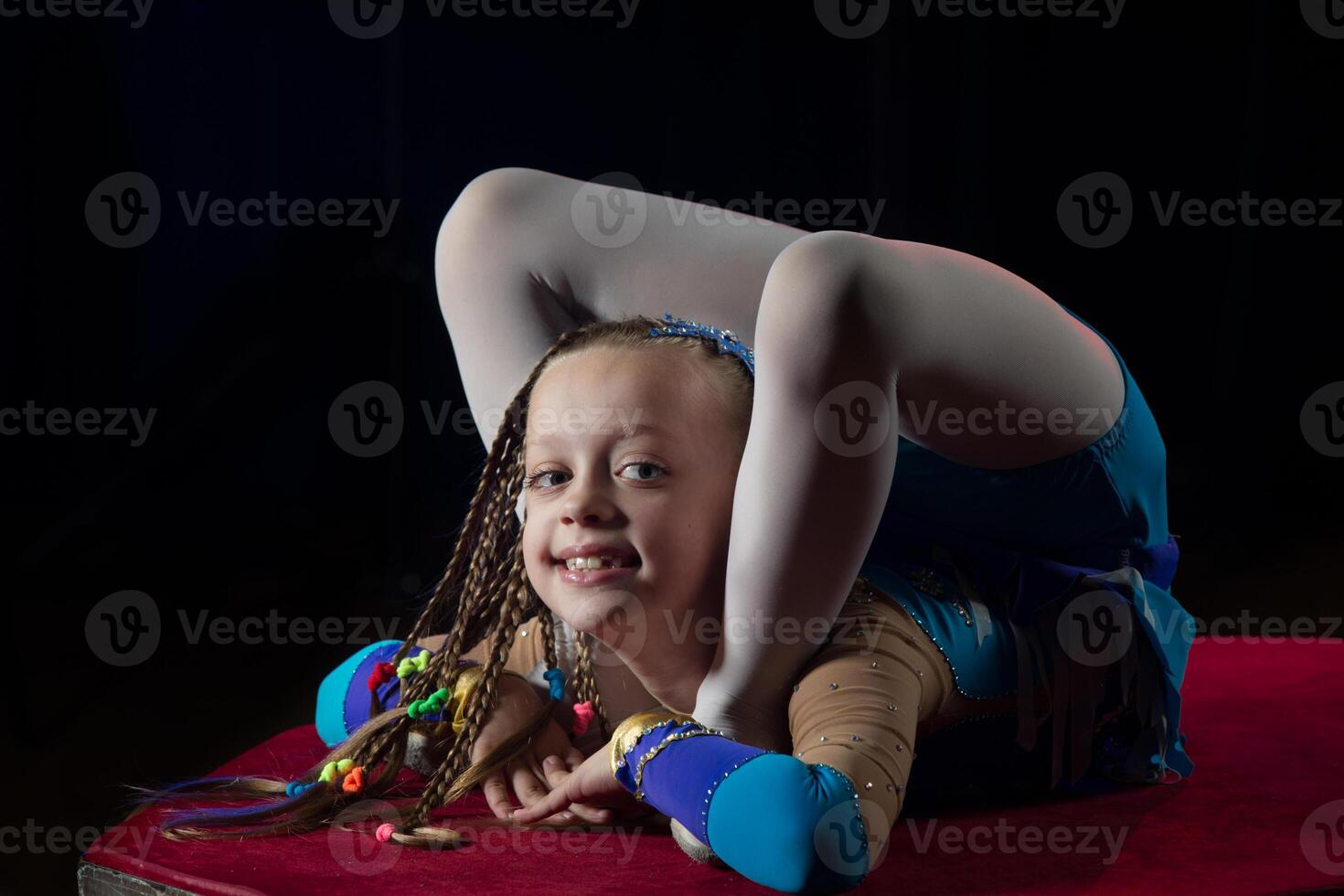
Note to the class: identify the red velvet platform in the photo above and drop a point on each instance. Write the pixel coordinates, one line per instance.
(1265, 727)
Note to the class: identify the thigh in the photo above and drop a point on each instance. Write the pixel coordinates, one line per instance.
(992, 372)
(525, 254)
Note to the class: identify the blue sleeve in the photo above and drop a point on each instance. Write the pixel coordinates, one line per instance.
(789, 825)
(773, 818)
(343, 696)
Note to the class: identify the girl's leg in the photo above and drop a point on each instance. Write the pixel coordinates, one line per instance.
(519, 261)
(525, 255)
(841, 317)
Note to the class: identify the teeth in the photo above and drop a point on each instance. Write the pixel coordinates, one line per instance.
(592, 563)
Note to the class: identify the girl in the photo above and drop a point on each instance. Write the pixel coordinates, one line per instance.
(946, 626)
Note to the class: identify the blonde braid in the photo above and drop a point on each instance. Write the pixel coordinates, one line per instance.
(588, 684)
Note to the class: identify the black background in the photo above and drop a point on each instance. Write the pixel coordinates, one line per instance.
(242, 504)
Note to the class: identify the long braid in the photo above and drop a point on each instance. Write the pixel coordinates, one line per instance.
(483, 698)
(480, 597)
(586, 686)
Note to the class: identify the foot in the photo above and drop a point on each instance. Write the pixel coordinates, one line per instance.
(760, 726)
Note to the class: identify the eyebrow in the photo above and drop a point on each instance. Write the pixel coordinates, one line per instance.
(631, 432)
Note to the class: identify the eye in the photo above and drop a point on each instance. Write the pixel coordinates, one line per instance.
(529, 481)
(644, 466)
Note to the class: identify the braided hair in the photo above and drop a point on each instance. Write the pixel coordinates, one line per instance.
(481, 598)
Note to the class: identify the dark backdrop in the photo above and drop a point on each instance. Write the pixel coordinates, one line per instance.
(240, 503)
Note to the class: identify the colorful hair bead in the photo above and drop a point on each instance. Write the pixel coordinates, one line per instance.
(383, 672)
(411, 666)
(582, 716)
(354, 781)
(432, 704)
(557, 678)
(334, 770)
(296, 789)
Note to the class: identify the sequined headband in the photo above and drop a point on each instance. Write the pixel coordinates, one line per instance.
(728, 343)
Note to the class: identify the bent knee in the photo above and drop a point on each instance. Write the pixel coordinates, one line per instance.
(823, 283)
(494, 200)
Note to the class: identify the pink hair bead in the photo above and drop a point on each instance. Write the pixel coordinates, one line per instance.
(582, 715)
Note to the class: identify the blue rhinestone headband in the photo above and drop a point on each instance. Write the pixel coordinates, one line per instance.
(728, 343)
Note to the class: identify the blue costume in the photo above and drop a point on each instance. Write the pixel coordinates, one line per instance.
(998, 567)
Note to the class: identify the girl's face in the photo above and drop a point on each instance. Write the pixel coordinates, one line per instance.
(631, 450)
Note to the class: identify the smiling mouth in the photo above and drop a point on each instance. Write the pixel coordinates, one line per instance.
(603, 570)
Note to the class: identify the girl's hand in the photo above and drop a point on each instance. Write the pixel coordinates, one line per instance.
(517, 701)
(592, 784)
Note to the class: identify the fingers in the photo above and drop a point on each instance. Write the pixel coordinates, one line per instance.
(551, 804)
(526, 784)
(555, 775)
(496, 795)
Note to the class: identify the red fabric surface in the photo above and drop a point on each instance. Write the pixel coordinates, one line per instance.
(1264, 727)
● ● ● ● ●
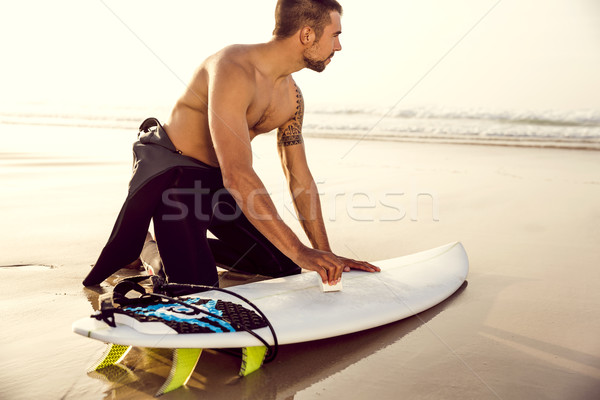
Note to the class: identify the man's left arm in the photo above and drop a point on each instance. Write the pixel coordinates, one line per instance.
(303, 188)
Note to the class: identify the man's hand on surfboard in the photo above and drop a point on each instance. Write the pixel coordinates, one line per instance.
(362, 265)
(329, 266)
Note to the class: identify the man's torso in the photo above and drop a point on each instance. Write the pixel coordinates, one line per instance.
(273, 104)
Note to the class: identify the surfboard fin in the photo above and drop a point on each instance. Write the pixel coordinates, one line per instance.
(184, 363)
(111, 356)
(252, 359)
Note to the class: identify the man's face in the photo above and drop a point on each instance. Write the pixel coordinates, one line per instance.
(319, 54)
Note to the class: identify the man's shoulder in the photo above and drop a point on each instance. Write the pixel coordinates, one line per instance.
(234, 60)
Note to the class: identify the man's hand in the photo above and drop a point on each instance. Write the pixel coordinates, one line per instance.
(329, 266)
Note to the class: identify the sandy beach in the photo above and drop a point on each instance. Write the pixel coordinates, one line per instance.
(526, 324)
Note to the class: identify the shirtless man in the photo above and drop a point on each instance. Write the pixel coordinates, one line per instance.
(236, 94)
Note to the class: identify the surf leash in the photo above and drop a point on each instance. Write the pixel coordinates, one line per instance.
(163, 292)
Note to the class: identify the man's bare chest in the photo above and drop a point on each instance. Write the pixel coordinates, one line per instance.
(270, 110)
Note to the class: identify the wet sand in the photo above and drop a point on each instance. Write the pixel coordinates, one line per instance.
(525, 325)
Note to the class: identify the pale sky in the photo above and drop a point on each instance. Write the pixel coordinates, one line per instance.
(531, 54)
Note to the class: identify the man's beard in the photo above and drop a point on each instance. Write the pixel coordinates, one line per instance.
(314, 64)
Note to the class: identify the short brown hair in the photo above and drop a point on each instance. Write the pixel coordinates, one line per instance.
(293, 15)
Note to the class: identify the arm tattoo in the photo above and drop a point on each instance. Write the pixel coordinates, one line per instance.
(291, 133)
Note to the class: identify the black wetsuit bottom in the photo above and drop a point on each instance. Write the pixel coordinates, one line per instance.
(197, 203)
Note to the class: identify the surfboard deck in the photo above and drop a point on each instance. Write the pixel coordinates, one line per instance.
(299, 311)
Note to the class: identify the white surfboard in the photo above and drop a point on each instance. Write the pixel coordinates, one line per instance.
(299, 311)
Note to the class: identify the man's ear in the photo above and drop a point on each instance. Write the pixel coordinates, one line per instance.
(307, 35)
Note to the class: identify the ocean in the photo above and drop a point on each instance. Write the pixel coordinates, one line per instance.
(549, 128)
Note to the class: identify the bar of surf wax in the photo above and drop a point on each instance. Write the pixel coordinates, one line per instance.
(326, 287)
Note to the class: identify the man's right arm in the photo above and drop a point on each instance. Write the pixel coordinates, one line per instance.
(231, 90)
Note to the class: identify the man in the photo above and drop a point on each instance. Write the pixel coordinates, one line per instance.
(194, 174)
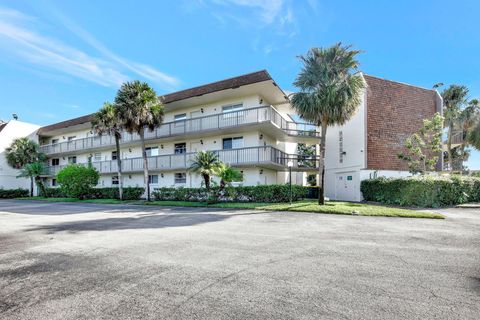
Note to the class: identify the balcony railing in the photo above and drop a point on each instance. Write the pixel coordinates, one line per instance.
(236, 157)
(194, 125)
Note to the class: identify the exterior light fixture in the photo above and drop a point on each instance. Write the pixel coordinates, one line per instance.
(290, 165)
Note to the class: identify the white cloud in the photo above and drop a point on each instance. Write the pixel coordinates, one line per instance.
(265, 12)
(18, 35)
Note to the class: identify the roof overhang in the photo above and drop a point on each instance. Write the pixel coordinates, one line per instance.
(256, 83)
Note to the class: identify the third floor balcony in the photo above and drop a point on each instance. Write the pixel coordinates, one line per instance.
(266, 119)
● ● ● ● ●
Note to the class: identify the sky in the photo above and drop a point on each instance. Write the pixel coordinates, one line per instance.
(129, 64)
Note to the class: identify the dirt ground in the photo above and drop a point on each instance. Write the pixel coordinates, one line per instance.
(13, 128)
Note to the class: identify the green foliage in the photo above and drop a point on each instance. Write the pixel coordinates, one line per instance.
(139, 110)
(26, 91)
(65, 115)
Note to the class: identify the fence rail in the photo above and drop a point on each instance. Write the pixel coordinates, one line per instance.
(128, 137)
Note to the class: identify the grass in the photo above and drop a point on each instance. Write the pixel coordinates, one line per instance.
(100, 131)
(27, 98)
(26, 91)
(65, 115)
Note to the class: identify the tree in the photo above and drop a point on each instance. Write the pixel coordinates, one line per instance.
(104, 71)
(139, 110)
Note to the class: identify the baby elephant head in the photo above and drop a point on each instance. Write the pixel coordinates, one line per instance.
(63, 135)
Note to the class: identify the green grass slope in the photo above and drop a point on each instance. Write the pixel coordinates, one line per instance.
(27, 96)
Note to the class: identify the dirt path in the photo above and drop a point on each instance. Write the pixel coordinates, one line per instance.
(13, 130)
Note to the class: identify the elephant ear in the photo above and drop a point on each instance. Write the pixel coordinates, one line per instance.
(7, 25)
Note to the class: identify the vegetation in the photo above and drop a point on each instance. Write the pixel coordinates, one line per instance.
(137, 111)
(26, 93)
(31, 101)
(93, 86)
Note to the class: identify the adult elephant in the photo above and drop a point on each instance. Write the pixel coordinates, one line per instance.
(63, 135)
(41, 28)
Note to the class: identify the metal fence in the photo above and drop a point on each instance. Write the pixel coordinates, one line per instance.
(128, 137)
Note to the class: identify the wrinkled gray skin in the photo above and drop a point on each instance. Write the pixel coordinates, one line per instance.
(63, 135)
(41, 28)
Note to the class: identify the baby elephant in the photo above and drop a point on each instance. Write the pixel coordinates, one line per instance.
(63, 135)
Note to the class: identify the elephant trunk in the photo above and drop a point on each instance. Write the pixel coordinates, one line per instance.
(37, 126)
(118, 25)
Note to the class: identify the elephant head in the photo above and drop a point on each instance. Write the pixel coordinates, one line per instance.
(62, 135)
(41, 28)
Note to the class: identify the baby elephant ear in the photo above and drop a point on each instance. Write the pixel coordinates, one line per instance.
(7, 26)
● ● ● ● ●
How many rows above contain the word "dirt"? Reply with the number alone.

2